Given passage:
::::

So the definition has been put the other way to understand, NRI means a person who is not a resident. That is in negative words. So let’s see who is Resident as per the Act, and any person who is not a resident will be either Non-Resident or RNOR.

As per the provisions of the Income-tax Act 1961 till 31.03.2020, an individual is treated as Resident of India, if he triggers any of the following conditions:

(a)    Stay in India is at least 182 days during the FY; or
(b)   Stay in India is at least 60 days during the FY and at least 365 days during immediately 4 preceding FYs.

However, a relaxation is there to an Indian citizen or a Person of Indian Origin (PIO) who comes on a visit to India by providing an extended period of 182 days instead of 60 days as mentioned in point (b) above.

An individual who becomes resident as per the above section, will attain the status of resident and ordinarily resident (ROR) in India, if satisfies both these conditions cumulatively:
(a)  who has been a resident in India in at least 2 out of 10  financial years immediately preceding the current financial year, and
(b) has stayed in India for a period of, or periods amounting in all to 730 days or more during the preceding 7 previous years.

If a resident doesn’t fulfill both the above-mentioned conditions, he will become Resident but not ordinarily resident i.e. R-NOR

Now, as amended by Finance Act 2020,  Indian citizens or PIOs having total income, other than income from foreign sources, exceeding Rs 15 Lakhs during the Financial Year, and who visits India for a period of more than 120 days, will directly attain the status of R-NOR for Income tax.

(Explanation: If a person who was earlier having NR status and was capable of relieving his Indian Income from tax liability by visiting India for less than 182 days, he will now attain the status of R-NOR if he visits India for 120 days or more as well as has Income of more than 15 Lakhs from Indian sources, his total Indian Income will become taxable in India.

So, the change has been effected to catch those individuals who were carrying out substantial economic activities from India but were able to manage their period of stay in India to be less than 182 days to remain a Non-Resident (NR) in India.

::::

Entries provided:
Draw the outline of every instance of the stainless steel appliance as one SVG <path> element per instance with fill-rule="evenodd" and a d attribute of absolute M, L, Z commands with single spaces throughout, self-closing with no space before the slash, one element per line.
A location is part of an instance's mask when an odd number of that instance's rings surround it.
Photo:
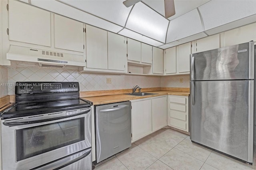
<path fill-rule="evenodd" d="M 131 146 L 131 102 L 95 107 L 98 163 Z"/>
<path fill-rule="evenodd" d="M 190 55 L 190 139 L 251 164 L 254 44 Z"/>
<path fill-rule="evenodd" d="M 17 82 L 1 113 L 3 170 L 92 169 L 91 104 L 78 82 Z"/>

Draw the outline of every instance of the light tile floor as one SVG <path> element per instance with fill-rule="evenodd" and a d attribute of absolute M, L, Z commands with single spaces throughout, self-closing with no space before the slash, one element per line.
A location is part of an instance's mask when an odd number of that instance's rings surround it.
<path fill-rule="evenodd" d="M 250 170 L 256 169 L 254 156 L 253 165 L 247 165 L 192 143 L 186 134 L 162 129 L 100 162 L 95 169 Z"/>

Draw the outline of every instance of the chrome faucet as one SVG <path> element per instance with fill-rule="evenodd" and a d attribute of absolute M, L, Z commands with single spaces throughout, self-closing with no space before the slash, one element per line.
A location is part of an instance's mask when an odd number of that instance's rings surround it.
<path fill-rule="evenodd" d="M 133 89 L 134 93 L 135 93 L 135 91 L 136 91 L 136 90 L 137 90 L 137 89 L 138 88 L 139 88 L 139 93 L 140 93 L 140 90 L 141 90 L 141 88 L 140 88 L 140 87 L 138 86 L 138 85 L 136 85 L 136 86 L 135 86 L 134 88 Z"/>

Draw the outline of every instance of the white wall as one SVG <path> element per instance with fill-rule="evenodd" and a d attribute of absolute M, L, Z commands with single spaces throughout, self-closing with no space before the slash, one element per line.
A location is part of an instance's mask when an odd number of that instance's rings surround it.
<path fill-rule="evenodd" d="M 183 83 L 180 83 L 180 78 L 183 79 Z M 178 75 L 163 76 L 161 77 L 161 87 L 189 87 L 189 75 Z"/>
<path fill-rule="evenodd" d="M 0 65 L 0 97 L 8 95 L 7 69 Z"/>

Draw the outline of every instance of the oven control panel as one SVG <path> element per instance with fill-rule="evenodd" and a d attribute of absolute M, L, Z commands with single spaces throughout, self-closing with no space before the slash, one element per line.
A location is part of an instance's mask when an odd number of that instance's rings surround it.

::::

Work instruction 1: Translate this sentence from the passage on Indian tax residency into Spanish: "So, the change has been effected to catch those individuals who were carrying out substantial economic activities from India but were able to manage their period of stay in India to be less than 182 days to remain a Non-Resident (NR) in India."
Work instruction 2: According to the passage on Indian tax residency, how many days of stay in India during the preceding 7 previous years are required for resident and ordinarily resident status?
Work instruction 3: From the passage on Indian tax residency, copy the part that opens with the words containing "Now, as amended" and closes with "(NR) in India.".

Solution 1: Así, el cambio se ha introducido para alcanzar a aquellas personas que llevaban a cabo actividades económicas sustanciales desde la India, pero que lograban mantener su período de estancia en la India por debajo de 182 días para seguir siendo No Residentes (NR) en la India.

Solution 2: 730 days or more.

Solution 3:
Now, as amended by Finance Act 2020,  Indian citizens or PIOs having total income, other than income from foreign sources, exceeding Rs 15 Lakhs during the Financial Year, and who visits India for a period of more than 120 days, will directly attain the status of R-NOR for Income tax.

(Explanation: If a person who was earlier having NR status and was capable of relieving his Indian Income from tax liability by visiting India for less than 182 days, he will now attain the status of R-NOR if he visits India for 120 days or more as well as has Income of more than 15 Lakhs from Indian sources, his total Indian Income will become taxable in India.

So, the change has been effected to catch those individuals who were carrying out substantial economic activities from India but were able to manage their period of stay in India to be less than 182 days to remain a Non-Resident (NR) in India.